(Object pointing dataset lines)
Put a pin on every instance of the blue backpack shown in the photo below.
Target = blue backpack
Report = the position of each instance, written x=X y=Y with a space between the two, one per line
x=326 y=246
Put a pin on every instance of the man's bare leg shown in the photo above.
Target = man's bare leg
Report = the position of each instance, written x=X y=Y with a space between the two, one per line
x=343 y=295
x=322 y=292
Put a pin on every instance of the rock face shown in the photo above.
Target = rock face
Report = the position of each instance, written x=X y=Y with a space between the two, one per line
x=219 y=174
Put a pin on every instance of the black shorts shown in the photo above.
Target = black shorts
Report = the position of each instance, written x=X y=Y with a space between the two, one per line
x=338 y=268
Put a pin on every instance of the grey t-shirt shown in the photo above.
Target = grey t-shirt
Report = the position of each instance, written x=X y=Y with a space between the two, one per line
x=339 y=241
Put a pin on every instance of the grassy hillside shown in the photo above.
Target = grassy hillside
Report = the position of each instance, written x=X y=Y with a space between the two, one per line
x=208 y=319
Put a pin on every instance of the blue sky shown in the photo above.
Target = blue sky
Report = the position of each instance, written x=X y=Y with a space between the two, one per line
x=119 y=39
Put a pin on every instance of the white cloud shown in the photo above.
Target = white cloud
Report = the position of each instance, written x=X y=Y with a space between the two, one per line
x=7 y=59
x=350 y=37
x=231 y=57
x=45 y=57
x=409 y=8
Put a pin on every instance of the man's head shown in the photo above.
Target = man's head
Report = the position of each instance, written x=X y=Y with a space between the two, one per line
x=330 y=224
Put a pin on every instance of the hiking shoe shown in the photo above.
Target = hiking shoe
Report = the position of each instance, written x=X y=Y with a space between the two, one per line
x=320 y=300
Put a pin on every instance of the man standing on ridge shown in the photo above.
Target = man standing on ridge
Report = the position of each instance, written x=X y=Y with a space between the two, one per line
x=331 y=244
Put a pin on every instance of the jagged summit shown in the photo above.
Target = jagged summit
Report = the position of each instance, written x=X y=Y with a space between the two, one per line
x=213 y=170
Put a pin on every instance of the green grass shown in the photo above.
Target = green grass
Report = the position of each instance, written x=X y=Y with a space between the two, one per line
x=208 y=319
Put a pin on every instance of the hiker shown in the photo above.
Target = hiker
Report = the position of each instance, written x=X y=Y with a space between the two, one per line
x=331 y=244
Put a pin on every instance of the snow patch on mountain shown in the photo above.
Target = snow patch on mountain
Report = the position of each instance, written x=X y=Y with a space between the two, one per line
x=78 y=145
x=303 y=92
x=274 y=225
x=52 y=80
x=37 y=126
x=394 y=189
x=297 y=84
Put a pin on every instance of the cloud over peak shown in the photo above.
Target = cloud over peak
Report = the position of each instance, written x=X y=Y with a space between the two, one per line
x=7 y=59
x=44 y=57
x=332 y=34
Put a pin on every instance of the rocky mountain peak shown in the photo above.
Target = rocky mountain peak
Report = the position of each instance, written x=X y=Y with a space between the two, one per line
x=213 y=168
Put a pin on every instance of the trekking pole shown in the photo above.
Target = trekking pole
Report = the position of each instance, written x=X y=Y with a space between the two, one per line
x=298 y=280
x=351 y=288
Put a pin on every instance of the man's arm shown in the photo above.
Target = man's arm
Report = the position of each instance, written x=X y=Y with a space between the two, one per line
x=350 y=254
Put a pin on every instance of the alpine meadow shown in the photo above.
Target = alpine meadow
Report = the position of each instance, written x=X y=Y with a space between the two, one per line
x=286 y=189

## SET PROBLEM:
Retype all of the lines above exactly as they appear.

## EXPECTED ANSWER:
Put a pin on every instance of the blue backpack shown in the photo below.
Target = blue backpack
Report = the position of each instance, written x=X y=Y with a space between the two, one per line
x=326 y=246
Put a pin on every instance of the man's bare leg shown in the photo above.
Target = man's bare leg
Report = the position of each instance, written x=X y=Y with a space between the two, one per line
x=343 y=295
x=322 y=292
Put a pin on every instance of the rock face shown in the photo above.
Target = rock face
Report = the position of each instance, written x=X y=Y with a space between the two, one per line
x=219 y=174
Put a pin on every instance of the black shorts shown in the photo above.
Target = black shorts
Report = the position of each instance, written x=X y=Y with a space between the two, one per line
x=338 y=268
Put a pin on every instance of the grey t-shirt shown in the photo above.
Target = grey t-shirt
Report = the position of each instance, written x=X y=Y with a space between the two, one per line
x=339 y=241
Put a pin on every instance of the grassy hillside shown in the photo above.
Target = grassy hillside
Report = the position of each instance, written x=X y=Y with a space between the two, one per line
x=208 y=319
Put a pin on every instance of the blue sky shown in the photo above.
Target = blue sky
Report = the position of each instance, written x=X y=Y with a space between the two, one per line
x=119 y=39
Put a pin on every instance of the white cloud shown in the photo above.
Target = white cloud
Report = the position of each instance, written x=X y=Y with a space between the two, one per line
x=7 y=59
x=350 y=37
x=231 y=57
x=45 y=57
x=409 y=8
Put a pin on every instance of the man's head shown in the photo above.
Target = man's head
Report = the position of each instance, written x=X y=Y with a space between the two, one per line
x=330 y=224
Put a pin on every instance of the hiking shoe shown in the photo above.
Target = hiking shoe
Report = the position of each instance, written x=X y=Y with a space between the two, one per line
x=320 y=300
Put a pin on every instance of the man standing on ridge shown in the photo above.
Target = man standing on ridge
Report = the position of each instance, written x=X y=Y with a space between the two, one per line
x=331 y=244
Put a pin on every instance of the jagged summit shown in the photo above.
Target = jagged summit
Report = the position of each instance, written x=X y=Y with a space between the two, one per line
x=213 y=170
Put a pin on every instance of the green grass shown in the photo above.
Target = green grass
Report = the position of each instance, written x=X y=Y with a space between the two, one per line
x=208 y=319
Put a pin on every instance of the hiker shown in the photo above.
Target = hiker
Report = the position of each instance, written x=X y=Y with a space between the two, one per line
x=331 y=244
Put a pin on every instance of the snow patch on mountain shown in the photo above.
Target = snow patch on mountain
Report = the position of each instance, written x=X y=Y with a space between the two, one per line
x=78 y=145
x=303 y=92
x=274 y=225
x=52 y=80
x=37 y=126
x=394 y=189
x=297 y=84
Put a pin on every instance of the cloud over peak shown in the photo above.
Target = cloud over peak
Report = the position of each instance, written x=X y=Y with a space between the two, one per line
x=7 y=59
x=44 y=57
x=332 y=34
Put a pin on every instance of the rocky mountain peak shown in the photo above.
Target = rocky mountain peak
Report = the position of each instance, written x=X y=Y with a space between the two, one per line
x=213 y=168
Put a pin on every instance of the trekking pole shown in the photo above.
Target = trekking pole
Report = the position of each instance, written x=X y=Y with a space between the two, one per line
x=298 y=280
x=351 y=288
Put a pin on every instance of the man's arm shown in the photo above.
Target = man's arm
Report = the position of each instance, written x=X y=Y with a space between the two, one per line
x=350 y=254
Put a pin on every instance of the alpine meadow shown in the photo above.
Target = alpine meadow
Report = the position of each instance, written x=X y=Y with a space between the two, one per line
x=286 y=189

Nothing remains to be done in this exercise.